:: Metin Bölümü ::
Emsal Mahkeme Kararı Ankara Bölge Adliye Mahkemesi 35. Hukuk Dairesi 2022/579 E. 2023/312 K. 08.03.2023 T.

Görüntülediğiniz mahkeme kararı henüz kesinleşmemiştir. Yararlı olması amacıyla eklenmiştir.

T.C. ANKARA BÖLGE ADLİYE MAHKEMESİ BAM 35. HUKUK DAİRESİ Esas-Karar No: 2022/579 – 2023/312
T.C.
ANKARA
BÖLGE ADLİYE MAHKEMESİ
35. HUKUK DAİRESİ

DOSYA NO : 2022/579
KARAR NO : 2023/312

T Ü R K M İ L L E T İ A D I N A
K A R A R

İNCELENEN KARARIN
MAHKEMESİ : KAYSERİ 2. ASLİYE TİCARET MAHKEMESİ
TARİHİ : 10/11/2020
NUMARASI : 2019/860 Esas – 2020/599 Karar

DAVACI :
VEKİLİ :
DAVALI :
VEKİLİ
İHBAR OLUNAN :
VEKİLİ :
DAVANIN KONUSU : Tazminat
KARAR TARİHİ : 08/03/2023
GEREKÇELİ KARAR
YAZILMA TARİHİ : 08/03/2023

Mahalli mahkemesince verilen karara karşı davalı … Sigorta A.Ş. vekili tarafından süresi içinde istinaf kanun yoluna başvurulmuş olup, başvuru şartlarının yerine getirildiği dosya üzerinde yapılan ön inceleme ile anlaşılmakla yapılan istinaf incelemesi sonunda;
TARAFLARIN İDDİA VE SAVUNMALARI
Davacı vekili dava dilekçesinde; davacının oğlu …’nun kullandığı … plakalı araç ile … plakalı aracın trafik kazası yaptıklarını, kaza sonucu …’nın vefat ettiğini, … plakalı aracı, gerçekte ehliyetsiz ve 18 yaşından küçük …’ın kullandığını, ancak suçu amcası …’ın üstlendiğini, olayla ilgili Kayseri 1. Ağır Ceza Mahkemesi Başkanlığı’nın 2015/80 Esas sayılı dosyasının bulunduğunu, … plakalı aracın olay tarihini kapsayan ZMMS poliçesinin davalı …Sigorta A.Ş. tarafından tanzim edildiğini bildirerek, 2.000,00-TL destekten yoksun kalma tazminatı ve 75.000,00-TL manevi tazminatın kaza tarihi olan 09/02/2015 tarihinden itibaren işleyecek faizi ile davalılardan tahsiline karar verilmesini talep etmiştir.
:::
:: Gösterilen Malzeme ::
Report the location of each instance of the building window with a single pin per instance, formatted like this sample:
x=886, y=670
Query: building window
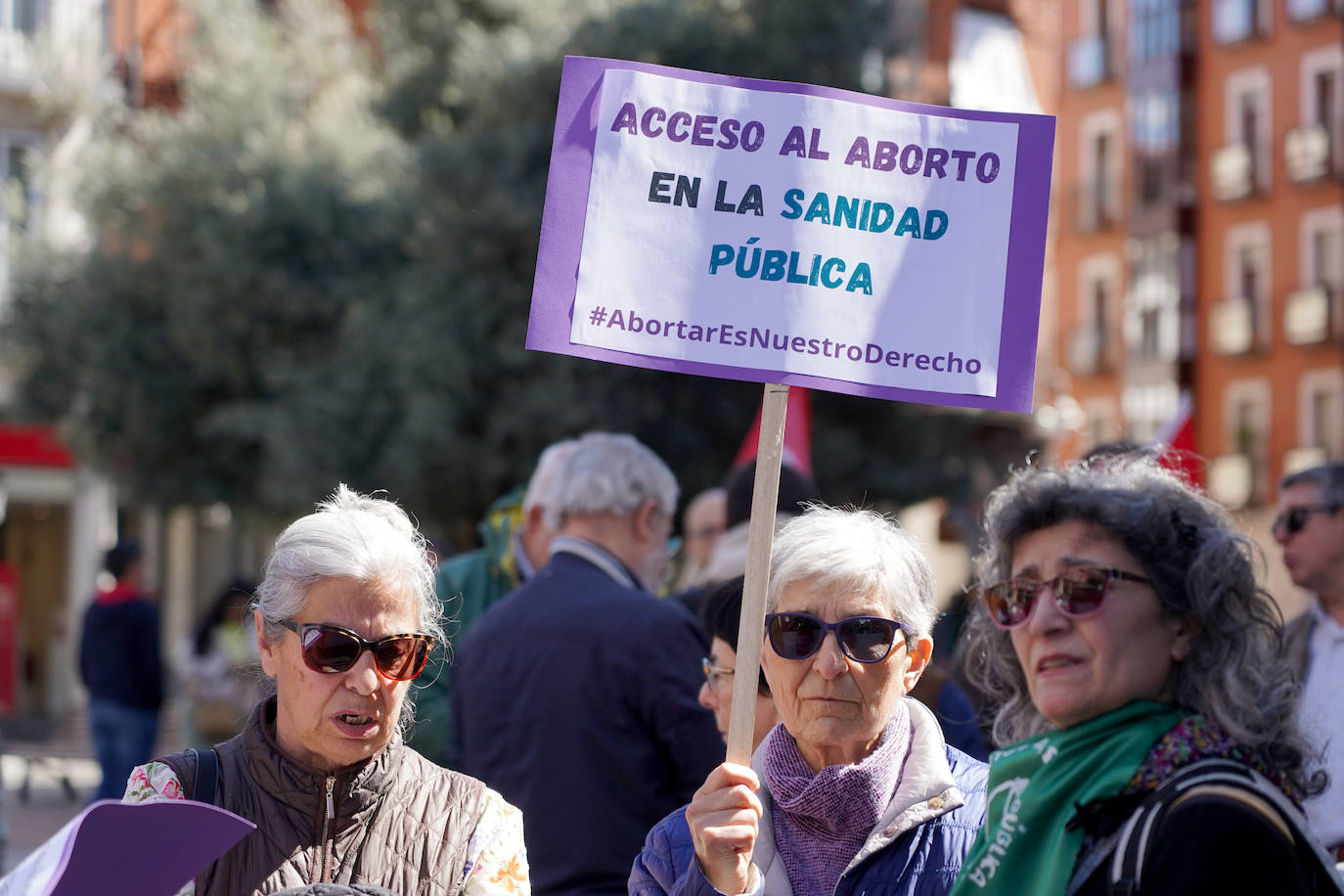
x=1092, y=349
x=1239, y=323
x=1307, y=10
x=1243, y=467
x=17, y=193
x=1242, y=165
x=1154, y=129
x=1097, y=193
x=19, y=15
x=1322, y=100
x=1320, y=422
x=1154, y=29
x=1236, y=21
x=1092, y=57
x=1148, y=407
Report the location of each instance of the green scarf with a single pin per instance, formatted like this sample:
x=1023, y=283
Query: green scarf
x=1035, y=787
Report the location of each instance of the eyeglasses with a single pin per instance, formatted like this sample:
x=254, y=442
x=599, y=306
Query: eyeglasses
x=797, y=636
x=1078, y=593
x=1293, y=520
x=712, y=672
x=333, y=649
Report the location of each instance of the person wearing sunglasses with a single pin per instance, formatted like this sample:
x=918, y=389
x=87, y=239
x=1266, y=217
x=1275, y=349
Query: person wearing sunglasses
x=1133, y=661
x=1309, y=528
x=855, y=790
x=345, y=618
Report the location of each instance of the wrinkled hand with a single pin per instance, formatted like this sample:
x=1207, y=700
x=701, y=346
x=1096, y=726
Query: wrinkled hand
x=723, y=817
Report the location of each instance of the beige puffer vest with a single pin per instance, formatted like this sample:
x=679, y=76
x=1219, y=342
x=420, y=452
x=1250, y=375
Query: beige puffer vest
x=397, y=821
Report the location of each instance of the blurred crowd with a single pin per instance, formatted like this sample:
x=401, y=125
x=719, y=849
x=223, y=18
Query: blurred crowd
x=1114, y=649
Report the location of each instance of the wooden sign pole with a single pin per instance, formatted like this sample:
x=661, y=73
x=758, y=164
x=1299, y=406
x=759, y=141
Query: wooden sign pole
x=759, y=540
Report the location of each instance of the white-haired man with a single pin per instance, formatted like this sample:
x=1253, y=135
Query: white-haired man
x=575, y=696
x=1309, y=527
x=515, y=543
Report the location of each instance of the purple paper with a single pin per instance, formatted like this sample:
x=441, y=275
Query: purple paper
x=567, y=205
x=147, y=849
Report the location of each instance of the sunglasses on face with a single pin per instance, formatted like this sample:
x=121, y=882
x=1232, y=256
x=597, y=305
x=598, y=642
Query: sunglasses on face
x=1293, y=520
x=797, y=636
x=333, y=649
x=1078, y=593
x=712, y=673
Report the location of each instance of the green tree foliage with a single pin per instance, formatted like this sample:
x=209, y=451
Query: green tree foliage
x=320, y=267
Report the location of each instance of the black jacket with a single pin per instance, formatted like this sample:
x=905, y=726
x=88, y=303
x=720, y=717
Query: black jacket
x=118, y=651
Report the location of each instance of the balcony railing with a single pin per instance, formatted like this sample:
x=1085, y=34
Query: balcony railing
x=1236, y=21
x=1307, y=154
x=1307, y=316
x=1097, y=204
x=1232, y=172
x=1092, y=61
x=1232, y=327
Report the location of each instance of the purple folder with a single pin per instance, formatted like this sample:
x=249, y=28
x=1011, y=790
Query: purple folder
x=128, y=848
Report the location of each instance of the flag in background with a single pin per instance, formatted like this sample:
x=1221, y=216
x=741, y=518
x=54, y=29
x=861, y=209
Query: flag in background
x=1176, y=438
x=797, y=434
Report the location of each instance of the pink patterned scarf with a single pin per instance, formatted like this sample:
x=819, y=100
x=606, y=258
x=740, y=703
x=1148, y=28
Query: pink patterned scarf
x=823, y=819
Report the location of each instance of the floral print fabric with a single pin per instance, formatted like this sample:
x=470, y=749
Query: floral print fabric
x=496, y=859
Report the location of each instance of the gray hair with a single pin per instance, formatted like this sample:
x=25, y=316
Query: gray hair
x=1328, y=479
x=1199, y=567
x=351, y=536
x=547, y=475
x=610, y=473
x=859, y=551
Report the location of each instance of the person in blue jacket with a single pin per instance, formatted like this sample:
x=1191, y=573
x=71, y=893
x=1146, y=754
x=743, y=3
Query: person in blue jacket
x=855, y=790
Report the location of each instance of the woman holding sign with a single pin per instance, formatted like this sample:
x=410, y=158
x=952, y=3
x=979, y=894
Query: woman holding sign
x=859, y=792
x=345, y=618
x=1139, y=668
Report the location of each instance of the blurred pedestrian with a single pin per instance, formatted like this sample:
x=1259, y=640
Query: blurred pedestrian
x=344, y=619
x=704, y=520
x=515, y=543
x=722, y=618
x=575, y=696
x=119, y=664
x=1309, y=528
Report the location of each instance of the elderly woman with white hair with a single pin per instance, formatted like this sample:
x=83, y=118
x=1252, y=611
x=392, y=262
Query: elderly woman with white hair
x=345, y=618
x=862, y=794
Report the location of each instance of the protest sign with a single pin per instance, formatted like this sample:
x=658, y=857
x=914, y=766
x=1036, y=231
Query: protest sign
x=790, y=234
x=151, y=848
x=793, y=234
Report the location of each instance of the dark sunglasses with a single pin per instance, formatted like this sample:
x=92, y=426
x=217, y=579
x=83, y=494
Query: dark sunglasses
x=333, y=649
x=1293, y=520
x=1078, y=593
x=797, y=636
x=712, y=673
:::
## Yapılacaklar
a) Mahkeme kararına göre istinaf incelemesine konu olan kararı hangi mahkeme vermiştir?
b) Lütfen mahkeme kararını kaldığı yerden sürdürün.

## Görev Yanıtları
a) Kayseri 2. Asliye Ticaret Mahkemesi

b)
Davalılar …, …, … cevap dilekçesinde; olayda kusurun müteveffa sürücü …’da olduğunu, davacının 55 yaşında olduğunu ve ölen oğlunun desteği içerisinde olmadığını, destekten yoksun kalma tazminatı isteyemeyeceğini, talep edilen manevi tazminat miktarının da fahiş olduğunu bildirerek davanın reddini istemiştir.
Davalı …Sigorta A.Ş. vekili cevap dilekçesinde; … plakalı aracın olay tarihini kapsayan ZMMS poliçesinin kendilerince tanzim edildiğini, kendi poliçelerinin 02/05/2015-30/05/2015 tarihlerini kapsadığını, … plakalı aracın kaza tarihini kapsayan ZMMS poliçesinin bulunmadığını, bu sebeple davanın … ihbarının gerektiğini bildirerek davanın husumet yönünden reddine karar verilmesini istemiştir.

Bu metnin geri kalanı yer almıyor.